# PROBLEM:
In the material, from the line containing "the black pants" through the end, substitute "leather" for "suede" and give those lines again with nothing else changed.

A block of data
──────
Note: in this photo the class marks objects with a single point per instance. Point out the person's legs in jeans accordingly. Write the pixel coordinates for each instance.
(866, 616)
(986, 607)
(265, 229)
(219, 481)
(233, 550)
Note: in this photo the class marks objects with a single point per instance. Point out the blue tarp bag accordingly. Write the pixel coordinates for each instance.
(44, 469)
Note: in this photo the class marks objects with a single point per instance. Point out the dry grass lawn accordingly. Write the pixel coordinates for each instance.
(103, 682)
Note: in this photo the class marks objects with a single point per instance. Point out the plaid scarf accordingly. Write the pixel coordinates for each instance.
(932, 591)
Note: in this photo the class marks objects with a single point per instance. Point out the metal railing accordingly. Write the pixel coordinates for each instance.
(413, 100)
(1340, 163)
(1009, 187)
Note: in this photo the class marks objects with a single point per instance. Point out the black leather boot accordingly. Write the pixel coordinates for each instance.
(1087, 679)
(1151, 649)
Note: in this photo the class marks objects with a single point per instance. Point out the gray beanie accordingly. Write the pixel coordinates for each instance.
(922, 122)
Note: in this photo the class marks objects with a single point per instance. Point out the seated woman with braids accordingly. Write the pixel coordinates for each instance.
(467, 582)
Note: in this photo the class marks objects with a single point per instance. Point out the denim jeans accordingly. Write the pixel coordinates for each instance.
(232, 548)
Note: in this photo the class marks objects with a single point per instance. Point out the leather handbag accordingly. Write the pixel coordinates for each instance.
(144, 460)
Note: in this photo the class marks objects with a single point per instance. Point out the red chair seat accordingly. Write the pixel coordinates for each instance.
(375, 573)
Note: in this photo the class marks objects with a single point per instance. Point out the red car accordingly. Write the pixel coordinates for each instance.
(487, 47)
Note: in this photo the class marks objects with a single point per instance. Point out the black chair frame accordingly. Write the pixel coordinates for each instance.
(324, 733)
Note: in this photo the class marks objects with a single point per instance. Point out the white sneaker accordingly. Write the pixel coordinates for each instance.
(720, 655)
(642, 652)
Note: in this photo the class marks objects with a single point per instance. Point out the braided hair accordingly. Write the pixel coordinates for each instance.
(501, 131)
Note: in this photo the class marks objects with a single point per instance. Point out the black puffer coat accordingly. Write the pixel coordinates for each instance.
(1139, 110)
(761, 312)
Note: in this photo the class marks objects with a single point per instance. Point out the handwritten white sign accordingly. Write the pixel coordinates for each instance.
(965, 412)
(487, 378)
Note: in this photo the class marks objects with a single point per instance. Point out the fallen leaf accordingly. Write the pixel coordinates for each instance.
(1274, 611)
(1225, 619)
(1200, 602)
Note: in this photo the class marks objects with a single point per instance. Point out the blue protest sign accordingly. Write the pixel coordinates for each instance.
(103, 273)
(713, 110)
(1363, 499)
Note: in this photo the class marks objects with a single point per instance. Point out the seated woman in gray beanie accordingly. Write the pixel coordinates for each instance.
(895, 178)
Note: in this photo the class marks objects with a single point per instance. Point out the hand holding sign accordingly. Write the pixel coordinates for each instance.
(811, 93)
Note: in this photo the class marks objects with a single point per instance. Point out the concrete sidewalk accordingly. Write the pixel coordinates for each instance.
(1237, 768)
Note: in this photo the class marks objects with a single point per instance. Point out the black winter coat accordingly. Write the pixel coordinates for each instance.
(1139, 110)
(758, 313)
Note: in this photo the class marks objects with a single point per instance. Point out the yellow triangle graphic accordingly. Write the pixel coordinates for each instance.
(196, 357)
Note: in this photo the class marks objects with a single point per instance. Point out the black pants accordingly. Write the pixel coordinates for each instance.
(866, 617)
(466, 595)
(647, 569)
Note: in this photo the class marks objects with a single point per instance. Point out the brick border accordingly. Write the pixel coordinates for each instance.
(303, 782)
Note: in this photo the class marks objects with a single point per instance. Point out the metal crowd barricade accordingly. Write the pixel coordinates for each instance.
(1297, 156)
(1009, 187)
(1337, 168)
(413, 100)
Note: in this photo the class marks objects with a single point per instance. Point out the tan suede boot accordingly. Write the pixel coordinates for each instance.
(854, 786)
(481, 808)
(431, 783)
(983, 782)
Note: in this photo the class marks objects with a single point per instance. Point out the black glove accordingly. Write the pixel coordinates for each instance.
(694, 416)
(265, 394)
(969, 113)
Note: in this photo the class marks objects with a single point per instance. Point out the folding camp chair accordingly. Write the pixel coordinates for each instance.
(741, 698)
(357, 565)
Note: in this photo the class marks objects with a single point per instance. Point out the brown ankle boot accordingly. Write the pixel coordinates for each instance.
──────
# THE OUTPUT:
Note: in this photo the class marks objects with a single point per instance. Point out the black pants accordingly. Write the pixel coordinates for each instance.
(866, 617)
(466, 595)
(647, 569)
Note: in this photo the class marks objects with a single point per instance. Point out the brick border accordingly. Write the pixel coordinates for each instance.
(303, 782)
Note: in this photo the class marks objects with a single point per instance. Point out the metal crowd barricade accordingly. Write the pixel coordinates for each instance.
(1297, 156)
(1009, 187)
(1337, 168)
(413, 100)
Note: in this photo the class marks objects with a single point per instance. Point out the tan leather boot accordingly. Write the pixel coordinates for each instance.
(854, 786)
(481, 808)
(431, 783)
(983, 782)
Note: in this photo the class marks objects with a single point per instance. Point out the black glove accordingly. Write the pixel coordinates for each instance.
(694, 416)
(265, 394)
(969, 113)
Note: in this photo the class marks objects with a single point per instance. Point out the folding camp chair accordingly. Write the pixel coordinates for each instance.
(741, 698)
(357, 565)
Note: in this photo the class marks objects with a single point per instance. Point out the brown ankle boot accordingly. Write the pixel coordinates for each instance.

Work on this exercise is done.